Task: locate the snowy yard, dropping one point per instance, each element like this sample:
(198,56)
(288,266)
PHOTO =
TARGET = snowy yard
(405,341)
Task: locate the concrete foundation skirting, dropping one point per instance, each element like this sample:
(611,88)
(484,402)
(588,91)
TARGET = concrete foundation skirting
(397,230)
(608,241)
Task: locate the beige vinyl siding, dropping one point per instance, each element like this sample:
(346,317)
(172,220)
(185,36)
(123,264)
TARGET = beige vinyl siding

***

__WORK REQUEST__
So that nothing is lost, restate all the material word for word.

__EXERCISE ANSWER__
Task: locate the snowy yard, dropping one point per instance, each element like this sample:
(198,56)
(288,266)
PHOTO =
TARGET = snowy yard
(405,341)
Task: locate the concrete foundation skirting, dropping one point per instance, each element like this sample:
(611,88)
(484,402)
(588,91)
TARGET = concrete foundation skirting
(397,230)
(608,241)
Task: locate the beige vinyl siding, dropping one point per instance, each element like this sample:
(346,317)
(172,220)
(185,36)
(123,264)
TARGET = beige vinyl siding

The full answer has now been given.